Under this task are some entries; return every one of them exactly.

═════ RECORDS FOR THE EXERCISE ═════

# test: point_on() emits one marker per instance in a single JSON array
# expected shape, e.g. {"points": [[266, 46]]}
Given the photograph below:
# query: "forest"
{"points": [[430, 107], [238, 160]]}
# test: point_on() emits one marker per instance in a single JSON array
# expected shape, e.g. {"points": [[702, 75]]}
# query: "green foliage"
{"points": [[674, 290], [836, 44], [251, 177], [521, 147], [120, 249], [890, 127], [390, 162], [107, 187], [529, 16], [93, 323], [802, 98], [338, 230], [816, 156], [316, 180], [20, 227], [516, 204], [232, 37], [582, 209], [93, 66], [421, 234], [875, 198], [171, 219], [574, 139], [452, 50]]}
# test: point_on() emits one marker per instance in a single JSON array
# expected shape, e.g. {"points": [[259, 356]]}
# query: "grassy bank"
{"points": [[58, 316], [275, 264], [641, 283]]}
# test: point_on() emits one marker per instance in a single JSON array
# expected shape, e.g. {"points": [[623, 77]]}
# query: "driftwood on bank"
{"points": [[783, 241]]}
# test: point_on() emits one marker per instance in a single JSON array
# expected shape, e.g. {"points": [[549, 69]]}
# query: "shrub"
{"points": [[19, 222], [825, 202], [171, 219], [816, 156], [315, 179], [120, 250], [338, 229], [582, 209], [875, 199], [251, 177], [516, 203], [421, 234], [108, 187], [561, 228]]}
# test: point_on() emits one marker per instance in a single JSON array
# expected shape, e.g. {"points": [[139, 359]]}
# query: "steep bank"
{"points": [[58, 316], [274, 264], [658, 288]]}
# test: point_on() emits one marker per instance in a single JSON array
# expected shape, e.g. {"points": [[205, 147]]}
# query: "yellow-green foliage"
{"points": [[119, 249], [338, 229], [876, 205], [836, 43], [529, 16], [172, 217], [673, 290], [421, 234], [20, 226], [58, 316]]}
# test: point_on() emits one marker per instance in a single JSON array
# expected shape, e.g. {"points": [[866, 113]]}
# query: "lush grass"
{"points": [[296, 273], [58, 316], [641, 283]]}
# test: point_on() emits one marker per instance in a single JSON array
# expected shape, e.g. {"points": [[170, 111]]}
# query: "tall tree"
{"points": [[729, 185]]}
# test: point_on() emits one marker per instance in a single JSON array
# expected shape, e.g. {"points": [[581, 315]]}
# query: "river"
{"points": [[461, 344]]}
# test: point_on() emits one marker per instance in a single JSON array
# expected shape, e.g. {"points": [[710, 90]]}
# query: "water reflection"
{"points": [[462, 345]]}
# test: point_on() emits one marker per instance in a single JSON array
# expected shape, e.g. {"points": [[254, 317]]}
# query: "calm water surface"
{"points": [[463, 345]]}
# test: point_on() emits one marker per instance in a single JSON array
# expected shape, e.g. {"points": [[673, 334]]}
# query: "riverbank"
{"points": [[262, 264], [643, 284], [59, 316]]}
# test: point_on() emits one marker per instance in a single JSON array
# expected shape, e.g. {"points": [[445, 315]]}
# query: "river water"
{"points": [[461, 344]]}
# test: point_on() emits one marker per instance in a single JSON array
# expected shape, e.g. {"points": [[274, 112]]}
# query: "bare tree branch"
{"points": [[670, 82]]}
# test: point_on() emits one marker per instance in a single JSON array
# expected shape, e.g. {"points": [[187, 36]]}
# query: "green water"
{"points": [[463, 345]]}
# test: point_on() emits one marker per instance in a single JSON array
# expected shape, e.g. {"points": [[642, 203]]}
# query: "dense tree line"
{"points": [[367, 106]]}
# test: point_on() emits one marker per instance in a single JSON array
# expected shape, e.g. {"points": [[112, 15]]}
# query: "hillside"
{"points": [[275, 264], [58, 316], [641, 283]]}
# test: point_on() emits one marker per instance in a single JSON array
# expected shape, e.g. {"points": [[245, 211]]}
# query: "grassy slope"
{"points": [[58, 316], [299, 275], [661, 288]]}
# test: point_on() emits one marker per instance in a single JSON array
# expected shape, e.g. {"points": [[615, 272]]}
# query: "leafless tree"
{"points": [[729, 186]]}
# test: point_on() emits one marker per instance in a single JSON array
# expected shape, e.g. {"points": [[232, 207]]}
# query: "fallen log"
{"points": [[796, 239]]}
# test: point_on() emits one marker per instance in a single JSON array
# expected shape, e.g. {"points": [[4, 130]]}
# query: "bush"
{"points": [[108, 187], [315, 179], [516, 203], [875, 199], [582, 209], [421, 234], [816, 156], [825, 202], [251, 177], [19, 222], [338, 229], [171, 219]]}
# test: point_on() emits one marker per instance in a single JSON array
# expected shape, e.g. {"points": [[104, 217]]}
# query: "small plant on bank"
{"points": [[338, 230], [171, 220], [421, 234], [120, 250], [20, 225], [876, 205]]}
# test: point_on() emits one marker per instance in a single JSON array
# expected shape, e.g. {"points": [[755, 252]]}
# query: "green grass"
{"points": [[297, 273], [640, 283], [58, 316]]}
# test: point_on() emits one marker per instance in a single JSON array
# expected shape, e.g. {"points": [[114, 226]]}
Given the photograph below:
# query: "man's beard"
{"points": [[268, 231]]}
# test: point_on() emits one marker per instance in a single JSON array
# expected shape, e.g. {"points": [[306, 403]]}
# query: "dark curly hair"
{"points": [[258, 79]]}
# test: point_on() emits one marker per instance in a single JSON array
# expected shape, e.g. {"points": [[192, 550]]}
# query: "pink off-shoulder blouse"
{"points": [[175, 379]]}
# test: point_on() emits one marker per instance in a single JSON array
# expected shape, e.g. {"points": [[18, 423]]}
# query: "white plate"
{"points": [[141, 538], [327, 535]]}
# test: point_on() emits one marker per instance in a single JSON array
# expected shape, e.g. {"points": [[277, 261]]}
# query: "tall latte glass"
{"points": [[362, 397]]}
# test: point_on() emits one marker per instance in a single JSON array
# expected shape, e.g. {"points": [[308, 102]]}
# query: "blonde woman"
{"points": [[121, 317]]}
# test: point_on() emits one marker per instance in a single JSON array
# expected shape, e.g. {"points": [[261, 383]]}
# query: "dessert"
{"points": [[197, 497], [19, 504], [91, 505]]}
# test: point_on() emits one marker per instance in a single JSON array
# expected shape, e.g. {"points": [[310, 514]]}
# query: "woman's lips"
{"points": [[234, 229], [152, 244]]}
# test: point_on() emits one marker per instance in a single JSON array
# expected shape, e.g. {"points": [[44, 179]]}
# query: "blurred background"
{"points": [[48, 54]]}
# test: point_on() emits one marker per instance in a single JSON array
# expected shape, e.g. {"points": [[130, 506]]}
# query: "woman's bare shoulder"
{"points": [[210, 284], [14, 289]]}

═════

RESULT FOR THIS EXERCISE:
# test: point_on() emits one marker per instance in a single JSON array
# expected shape, e.g. {"points": [[266, 46]]}
Given the photograph below:
# query: "forest"
{"points": [[430, 107], [238, 160]]}
# test: point_on() emits one marker per instance in a single JSON array
# expected shape, e.g. {"points": [[702, 75]]}
# query: "green foliage"
{"points": [[674, 290], [836, 44], [251, 177], [521, 147], [120, 249], [890, 127], [390, 162], [107, 187], [529, 16], [93, 323], [802, 98], [338, 230], [816, 156], [316, 180], [20, 227], [516, 204], [232, 37], [582, 209], [93, 66], [421, 234], [875, 198], [171, 219], [574, 139], [452, 50]]}
# test: point_on() emits one marker per instance in a single JSON array
# expected shape, e.g. {"points": [[259, 356]]}
# query: "grassy bank"
{"points": [[58, 316], [275, 264], [641, 283]]}
# test: point_on() emits one marker per instance in a single JSON array
# expected shape, e.g. {"points": [[623, 77]]}
# query: "driftwood on bank"
{"points": [[783, 241]]}
# test: point_on() emits one marker per instance in a single JSON array
# expected shape, e.g. {"points": [[549, 69]]}
# query: "shrub"
{"points": [[19, 222], [825, 202], [171, 219], [816, 156], [315, 179], [120, 250], [338, 229], [582, 209], [875, 199], [251, 177], [516, 203], [421, 234], [108, 187], [561, 228]]}
# test: point_on() emits one marker per instance in a single JSON array
# expected shape, e.g. {"points": [[139, 359]]}
# query: "steep bank"
{"points": [[58, 316], [274, 264], [658, 288]]}
# test: point_on() emits one marker per instance in a single JSON array
# expected shape, e.g. {"points": [[205, 147]]}
# query: "yellow-green foliage"
{"points": [[119, 249], [338, 229], [876, 205], [836, 43], [529, 16], [172, 217], [673, 290], [421, 234], [20, 226], [58, 316]]}
# test: point_on() emits one marker per instance in a single JSON array
# expected shape, e.g. {"points": [[866, 113]]}
# query: "lush grass"
{"points": [[296, 273], [58, 316], [641, 283]]}
# test: point_on() emits one marker per instance in a single JSON array
# expected shape, e.g. {"points": [[170, 111]]}
# query: "tall tree"
{"points": [[729, 185]]}
# test: point_on() emits one marker per instance in a single JSON array
# expected shape, e.g. {"points": [[581, 315]]}
# query: "river"
{"points": [[461, 344]]}
# test: point_on() emits one marker per instance in a single JSON array
# expected shape, e.g. {"points": [[710, 90]]}
# query: "water reflection"
{"points": [[462, 345]]}
# test: point_on() emits one marker per instance in a single JSON array
# expected shape, e.g. {"points": [[254, 317]]}
# query: "calm water surface"
{"points": [[463, 345]]}
# test: point_on() emits one marker per instance in a single JSON array
# expected shape, e.g. {"points": [[673, 334]]}
# query: "riverbank"
{"points": [[262, 264], [643, 284], [59, 316]]}
# test: point_on() emits one marker per instance in a single JSON array
# expected shape, e.g. {"points": [[445, 315]]}
# query: "river water"
{"points": [[461, 344]]}
# test: point_on() emits one marker per instance in a single JSON array
# expected shape, e.g. {"points": [[274, 112]]}
# query: "bare tree branch"
{"points": [[670, 82]]}
# test: point_on() emits one marker per instance in a single JSON array
# expected shape, e.g. {"points": [[187, 36]]}
# query: "green water"
{"points": [[463, 345]]}
# test: point_on() emits one marker per instance in a single JSON array
# expected shape, e.g. {"points": [[642, 203]]}
# query: "dense tree line"
{"points": [[367, 106]]}
# test: point_on() emits one marker per instance in a single JSON array
# expected shape, e.g. {"points": [[112, 15]]}
# query: "hillside"
{"points": [[275, 264], [58, 316], [641, 283]]}
# test: point_on() emits one marker per instance in a single JSON array
# expected shape, e.g. {"points": [[245, 211]]}
# query: "grassy slope"
{"points": [[58, 316], [299, 275], [661, 288]]}
# test: point_on() emits one marker per instance in a single JSON array
# expected shape, e.g. {"points": [[615, 272]]}
# query: "leafless tree"
{"points": [[729, 186]]}
# test: point_on() emits one marker per instance in a single JSON array
# expected shape, e.g. {"points": [[232, 207]]}
# query: "fallen log"
{"points": [[796, 239]]}
# test: point_on() emits one marker per instance in a single JSON array
# expected shape, e.g. {"points": [[4, 130]]}
# query: "bush"
{"points": [[108, 187], [315, 179], [516, 203], [875, 199], [582, 209], [421, 234], [816, 156], [825, 202], [251, 177], [19, 222], [338, 229], [171, 219]]}
# test: point_on() emits one marker per instance in a single JSON array
# expected shape, e.g. {"points": [[104, 217]]}
# query: "small plant on bank"
{"points": [[338, 230], [171, 220], [421, 234], [120, 250], [20, 225], [876, 205]]}
# test: point_on() emits one marker per instance in a single JSON array
# expected shape, e.g. {"points": [[755, 252]]}
# query: "green grass"
{"points": [[297, 273], [640, 283], [58, 316]]}
# test: point_on() emits one marker per instance in a single JSON array
# expected shape, e.g. {"points": [[114, 226]]}
Given the photograph below:
# query: "man's beard"
{"points": [[268, 231]]}
# test: point_on() emits one marker per instance in a single JSON array
# expected shape, e.g. {"points": [[306, 403]]}
# query: "dark curly hair"
{"points": [[258, 79]]}
# test: point_on() emits one marker per instance in a single JSON array
# expected shape, e.g. {"points": [[192, 550]]}
# query: "pink off-shoulder blouse"
{"points": [[175, 379]]}
# test: point_on() emits one marker per instance in a single JSON array
# expected shape, e.g. {"points": [[18, 423]]}
# query: "white plate"
{"points": [[141, 538], [327, 535]]}
# test: point_on() emits one marker per instance in a single JSON array
# expected shape, e.g. {"points": [[277, 261]]}
# query: "tall latte glass"
{"points": [[362, 397]]}
# test: point_on() emits one marker per instance in a single JSON array
# expected shape, e.g. {"points": [[308, 102]]}
# query: "blonde woman"
{"points": [[121, 317]]}
# test: point_on() emits one marker per instance in a single JSON array
# expected shape, e.g. {"points": [[261, 383]]}
# query: "dessert"
{"points": [[197, 497], [19, 504], [91, 505]]}
# test: point_on() emits one marker per instance in a single JSON array
# expected shape, e.g. {"points": [[310, 514]]}
# query: "woman's lips"
{"points": [[234, 229], [152, 244]]}
# test: point_on() emits one marker per instance in a single JSON array
# expected shape, e.g. {"points": [[44, 179]]}
# query: "blurred background"
{"points": [[48, 54]]}
# test: point_on() emits one marker per instance in a single JSON array
# expected shape, e.g. {"points": [[130, 506]]}
# query: "woman's bare shoulder"
{"points": [[210, 284], [14, 289]]}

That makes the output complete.